Rescale the lines from the one containing "Compliance review: the hand" through the end of the items, inclusive, and output only those lines. Keep the requests unchanged, and multiply every box coordinate in the answers by 0.65, rounding to whole numbers with halves rounded up.

━━━━━ Raw data ━━━━━

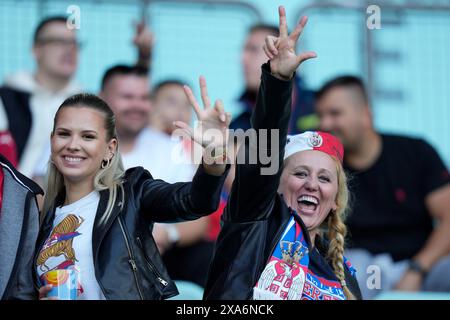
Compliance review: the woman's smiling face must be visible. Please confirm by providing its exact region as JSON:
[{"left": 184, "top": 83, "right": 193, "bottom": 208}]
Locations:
[
  {"left": 51, "top": 107, "right": 117, "bottom": 182},
  {"left": 279, "top": 150, "right": 338, "bottom": 230}
]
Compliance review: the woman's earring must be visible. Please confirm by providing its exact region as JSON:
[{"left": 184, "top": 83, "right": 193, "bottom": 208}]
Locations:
[{"left": 102, "top": 159, "right": 111, "bottom": 169}]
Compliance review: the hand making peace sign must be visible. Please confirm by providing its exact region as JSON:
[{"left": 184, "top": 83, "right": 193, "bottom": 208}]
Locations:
[{"left": 263, "top": 6, "right": 317, "bottom": 80}]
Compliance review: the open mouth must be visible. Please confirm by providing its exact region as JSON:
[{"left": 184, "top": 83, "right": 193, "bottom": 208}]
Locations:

━━━━━

Response to the exercise:
Compliance review: the hand making peace sign must be visible. Please confirm by providing its exact region as JSON:
[{"left": 184, "top": 83, "right": 193, "bottom": 208}]
Locations:
[{"left": 171, "top": 4, "right": 206, "bottom": 52}]
Compliance review: the open mouth must be visible. Please confirm by providing its exact region as JSON:
[{"left": 184, "top": 83, "right": 193, "bottom": 208}]
Locations:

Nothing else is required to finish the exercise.